— YOUR TASKS —
**a)** Using the Raleigh enforcement piece, mark each statement yes or no and quote the words that decide it: (i) The agents arresting people in Raleigh are described as masked. (ii) Most of the people caught in North Carolina roundups have a criminal record. (iii) The photo caption places the patrol on Tuesday, Nov. 18, 2025.
**b)** Output everything in the Raleigh enforcement piece from "Now that this" down to "not so popular.", with no changes.

— PROVIDED PASSAGE —

Border Patrol agents patrol a neighborhood in Southeast Raleigh, Tuesday, Nov. 18, 2025.
Border Patrol agents patrol a neighborhood in Southeast Raleigh, Tuesday, Nov. 18, 2025. Scott Sharpe ssharpe@newsobserver.com

Now it’s Raleigh’s turn to see masked agents arresting people, often based on racial profiling. The sudden enforcement actions disrupt communities. Businesses close, workers stay home, children don’t go to school, U.S. citizens are sometimes wrongly detained and families are torn apart. Sympathetic local residents take videos of the arrests and local law enforcement is caught between the rough roundup and protecting people.

Now that this mayhem has come to the capital’s doorstep, where are the Republican lawmakers who bellowed about the people they prefer to label “illegals”?

It was popular with the MAGA base to echo President Donald Trump’s ranting against criminal illegal aliens, but now that parents, neighbors and workers in North Carolina – most without any criminal record – are being caught in roundups, it’s not so popular.

— EXTRACTED MATERIAL —
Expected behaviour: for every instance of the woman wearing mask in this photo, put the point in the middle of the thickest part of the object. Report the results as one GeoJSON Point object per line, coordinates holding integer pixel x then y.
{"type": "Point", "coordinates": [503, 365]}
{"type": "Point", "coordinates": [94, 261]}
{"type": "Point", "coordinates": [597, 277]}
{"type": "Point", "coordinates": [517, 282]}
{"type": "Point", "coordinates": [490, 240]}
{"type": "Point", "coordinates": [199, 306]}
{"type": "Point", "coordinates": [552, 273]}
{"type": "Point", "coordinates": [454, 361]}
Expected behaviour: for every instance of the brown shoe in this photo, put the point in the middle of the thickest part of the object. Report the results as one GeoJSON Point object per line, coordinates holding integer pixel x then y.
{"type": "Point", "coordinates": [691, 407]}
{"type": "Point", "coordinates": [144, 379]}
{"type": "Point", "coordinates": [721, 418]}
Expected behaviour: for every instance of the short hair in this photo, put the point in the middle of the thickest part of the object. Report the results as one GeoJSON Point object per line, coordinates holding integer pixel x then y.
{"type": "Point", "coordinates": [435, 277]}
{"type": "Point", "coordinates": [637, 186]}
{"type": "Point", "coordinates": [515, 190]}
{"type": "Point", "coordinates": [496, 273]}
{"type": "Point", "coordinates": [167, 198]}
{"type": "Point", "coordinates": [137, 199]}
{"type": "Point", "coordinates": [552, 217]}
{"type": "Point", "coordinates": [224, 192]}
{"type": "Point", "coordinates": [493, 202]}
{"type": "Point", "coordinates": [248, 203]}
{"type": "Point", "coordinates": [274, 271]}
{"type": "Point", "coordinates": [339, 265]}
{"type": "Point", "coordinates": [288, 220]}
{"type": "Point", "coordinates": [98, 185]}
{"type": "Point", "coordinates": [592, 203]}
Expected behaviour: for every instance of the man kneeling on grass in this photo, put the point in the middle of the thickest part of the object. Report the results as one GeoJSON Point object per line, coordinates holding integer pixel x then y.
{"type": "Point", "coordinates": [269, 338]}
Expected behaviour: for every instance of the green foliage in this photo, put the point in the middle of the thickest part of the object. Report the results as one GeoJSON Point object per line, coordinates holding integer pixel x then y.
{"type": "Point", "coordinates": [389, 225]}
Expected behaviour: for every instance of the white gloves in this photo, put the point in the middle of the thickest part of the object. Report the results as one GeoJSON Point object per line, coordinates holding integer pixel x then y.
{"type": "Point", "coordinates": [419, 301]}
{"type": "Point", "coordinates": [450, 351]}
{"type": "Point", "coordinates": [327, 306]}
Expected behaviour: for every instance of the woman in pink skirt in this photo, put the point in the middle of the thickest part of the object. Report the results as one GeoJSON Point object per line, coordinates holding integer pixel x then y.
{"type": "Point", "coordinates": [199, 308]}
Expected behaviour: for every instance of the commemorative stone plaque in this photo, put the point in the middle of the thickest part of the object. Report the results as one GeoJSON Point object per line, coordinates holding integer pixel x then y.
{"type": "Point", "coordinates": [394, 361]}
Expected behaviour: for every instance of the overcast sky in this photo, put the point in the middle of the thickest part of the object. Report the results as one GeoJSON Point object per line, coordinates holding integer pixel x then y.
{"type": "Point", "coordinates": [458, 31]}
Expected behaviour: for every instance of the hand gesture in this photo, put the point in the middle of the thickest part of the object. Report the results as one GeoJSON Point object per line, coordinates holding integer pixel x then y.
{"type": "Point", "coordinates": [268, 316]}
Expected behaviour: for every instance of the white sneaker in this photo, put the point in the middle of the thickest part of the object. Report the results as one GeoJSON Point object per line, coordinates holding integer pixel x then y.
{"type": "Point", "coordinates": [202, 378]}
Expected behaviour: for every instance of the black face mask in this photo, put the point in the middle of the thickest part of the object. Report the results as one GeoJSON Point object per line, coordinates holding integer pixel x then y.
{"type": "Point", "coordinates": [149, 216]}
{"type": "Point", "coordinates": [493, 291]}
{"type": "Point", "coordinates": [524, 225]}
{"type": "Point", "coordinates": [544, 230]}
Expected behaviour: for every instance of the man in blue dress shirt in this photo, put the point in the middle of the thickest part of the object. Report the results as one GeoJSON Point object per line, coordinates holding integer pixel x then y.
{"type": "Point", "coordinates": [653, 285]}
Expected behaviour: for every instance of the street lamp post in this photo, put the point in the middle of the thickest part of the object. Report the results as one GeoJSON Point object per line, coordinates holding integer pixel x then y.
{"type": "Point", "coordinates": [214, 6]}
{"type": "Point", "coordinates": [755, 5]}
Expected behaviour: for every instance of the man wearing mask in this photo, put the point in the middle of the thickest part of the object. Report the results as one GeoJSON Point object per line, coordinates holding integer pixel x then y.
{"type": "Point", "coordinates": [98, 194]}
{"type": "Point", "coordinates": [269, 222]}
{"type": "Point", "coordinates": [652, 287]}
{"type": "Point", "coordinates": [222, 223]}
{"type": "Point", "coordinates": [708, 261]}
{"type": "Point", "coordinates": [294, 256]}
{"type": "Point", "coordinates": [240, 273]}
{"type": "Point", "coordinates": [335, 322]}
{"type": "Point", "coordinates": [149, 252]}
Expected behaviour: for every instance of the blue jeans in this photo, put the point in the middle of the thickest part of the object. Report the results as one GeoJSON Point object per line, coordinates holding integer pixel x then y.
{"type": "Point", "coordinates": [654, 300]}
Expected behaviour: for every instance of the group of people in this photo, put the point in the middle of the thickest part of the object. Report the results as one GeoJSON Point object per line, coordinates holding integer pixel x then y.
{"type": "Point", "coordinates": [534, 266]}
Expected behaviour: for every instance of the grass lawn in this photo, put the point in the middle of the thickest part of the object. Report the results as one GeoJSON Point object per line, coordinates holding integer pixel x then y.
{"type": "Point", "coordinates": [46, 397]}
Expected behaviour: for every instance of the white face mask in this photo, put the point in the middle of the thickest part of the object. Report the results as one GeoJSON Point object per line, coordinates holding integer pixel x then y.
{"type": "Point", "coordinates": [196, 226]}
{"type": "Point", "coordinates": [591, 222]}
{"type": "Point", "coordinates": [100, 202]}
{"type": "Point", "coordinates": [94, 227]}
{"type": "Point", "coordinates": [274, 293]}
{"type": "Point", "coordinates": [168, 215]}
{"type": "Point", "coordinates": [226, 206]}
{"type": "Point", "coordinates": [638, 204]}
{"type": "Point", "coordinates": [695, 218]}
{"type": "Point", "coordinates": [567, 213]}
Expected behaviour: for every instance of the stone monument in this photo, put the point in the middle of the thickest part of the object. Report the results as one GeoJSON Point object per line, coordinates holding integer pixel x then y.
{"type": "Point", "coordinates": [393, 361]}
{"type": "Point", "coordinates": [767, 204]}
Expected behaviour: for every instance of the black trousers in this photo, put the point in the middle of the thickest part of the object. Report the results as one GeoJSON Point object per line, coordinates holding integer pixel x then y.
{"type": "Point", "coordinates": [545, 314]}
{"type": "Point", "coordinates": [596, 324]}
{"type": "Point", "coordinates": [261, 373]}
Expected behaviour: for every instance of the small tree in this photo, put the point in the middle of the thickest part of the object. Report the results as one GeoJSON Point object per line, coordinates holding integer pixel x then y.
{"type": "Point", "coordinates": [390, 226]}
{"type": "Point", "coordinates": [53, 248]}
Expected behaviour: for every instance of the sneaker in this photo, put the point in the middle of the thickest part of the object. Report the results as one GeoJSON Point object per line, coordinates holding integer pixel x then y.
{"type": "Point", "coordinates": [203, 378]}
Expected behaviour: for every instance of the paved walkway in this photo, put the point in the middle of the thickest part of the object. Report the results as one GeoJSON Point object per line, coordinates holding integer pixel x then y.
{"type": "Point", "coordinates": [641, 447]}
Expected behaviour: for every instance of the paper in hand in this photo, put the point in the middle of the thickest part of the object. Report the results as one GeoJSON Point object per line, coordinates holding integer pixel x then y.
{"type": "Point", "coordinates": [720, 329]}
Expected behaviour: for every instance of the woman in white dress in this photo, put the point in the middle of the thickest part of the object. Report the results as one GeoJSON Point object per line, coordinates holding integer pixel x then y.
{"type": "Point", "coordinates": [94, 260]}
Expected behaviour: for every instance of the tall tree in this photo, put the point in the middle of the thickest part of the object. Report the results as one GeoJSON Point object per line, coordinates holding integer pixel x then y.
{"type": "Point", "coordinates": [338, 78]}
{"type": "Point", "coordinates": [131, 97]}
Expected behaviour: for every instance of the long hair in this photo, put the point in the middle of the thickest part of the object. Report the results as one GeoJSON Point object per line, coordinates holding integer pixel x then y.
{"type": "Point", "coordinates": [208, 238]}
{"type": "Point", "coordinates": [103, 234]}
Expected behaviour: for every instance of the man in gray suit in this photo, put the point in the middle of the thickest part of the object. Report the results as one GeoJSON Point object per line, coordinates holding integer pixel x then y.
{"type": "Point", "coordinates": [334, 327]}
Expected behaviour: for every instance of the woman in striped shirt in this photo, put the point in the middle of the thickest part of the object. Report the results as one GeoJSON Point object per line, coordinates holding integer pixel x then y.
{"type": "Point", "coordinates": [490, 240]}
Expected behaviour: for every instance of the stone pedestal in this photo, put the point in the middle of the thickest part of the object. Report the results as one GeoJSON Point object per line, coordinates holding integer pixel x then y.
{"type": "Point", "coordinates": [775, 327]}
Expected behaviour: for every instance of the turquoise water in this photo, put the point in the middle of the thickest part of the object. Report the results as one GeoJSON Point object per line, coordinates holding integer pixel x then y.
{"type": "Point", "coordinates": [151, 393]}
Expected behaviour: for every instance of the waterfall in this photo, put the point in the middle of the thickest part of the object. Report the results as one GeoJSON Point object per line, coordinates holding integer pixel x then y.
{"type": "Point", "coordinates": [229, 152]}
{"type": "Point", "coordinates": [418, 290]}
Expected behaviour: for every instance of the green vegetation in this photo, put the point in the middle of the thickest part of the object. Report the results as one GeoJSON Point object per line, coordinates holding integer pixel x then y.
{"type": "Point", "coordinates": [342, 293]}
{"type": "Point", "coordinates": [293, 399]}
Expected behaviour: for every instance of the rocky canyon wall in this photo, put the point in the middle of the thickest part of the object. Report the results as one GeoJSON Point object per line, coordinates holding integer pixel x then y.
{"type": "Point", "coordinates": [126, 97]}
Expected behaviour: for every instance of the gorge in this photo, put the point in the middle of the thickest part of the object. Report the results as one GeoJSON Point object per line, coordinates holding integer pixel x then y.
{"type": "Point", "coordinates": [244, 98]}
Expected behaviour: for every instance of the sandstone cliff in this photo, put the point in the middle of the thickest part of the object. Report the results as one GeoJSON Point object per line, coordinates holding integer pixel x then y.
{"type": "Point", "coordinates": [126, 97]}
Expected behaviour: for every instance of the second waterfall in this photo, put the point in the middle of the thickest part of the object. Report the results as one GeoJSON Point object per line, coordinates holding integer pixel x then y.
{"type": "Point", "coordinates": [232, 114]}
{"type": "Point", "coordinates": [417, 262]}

— ANSWERS TO THE TASKS —
**a)**
(i) Yes: "Now it’s Raleigh’s turn to see masked agents arresting people"
(ii) No: "most without any criminal record"
(iii) Yes: "Border Patrol agents patrol a neighborhood in Southeast Raleigh, Tuesday, Nov. 18, 2025."

**b)**
Now that this mayhem has come to the capital’s doorstep, where are the Republican lawmakers who bellowed about the people they prefer to label “illegals”?

It was popular with the MAGA base to echo President Donald Trump’s ranting against criminal illegal aliens, but now that parents, neighbors and workers in North Carolina – most without any criminal record – are being caught in roundups, it’s not so popular.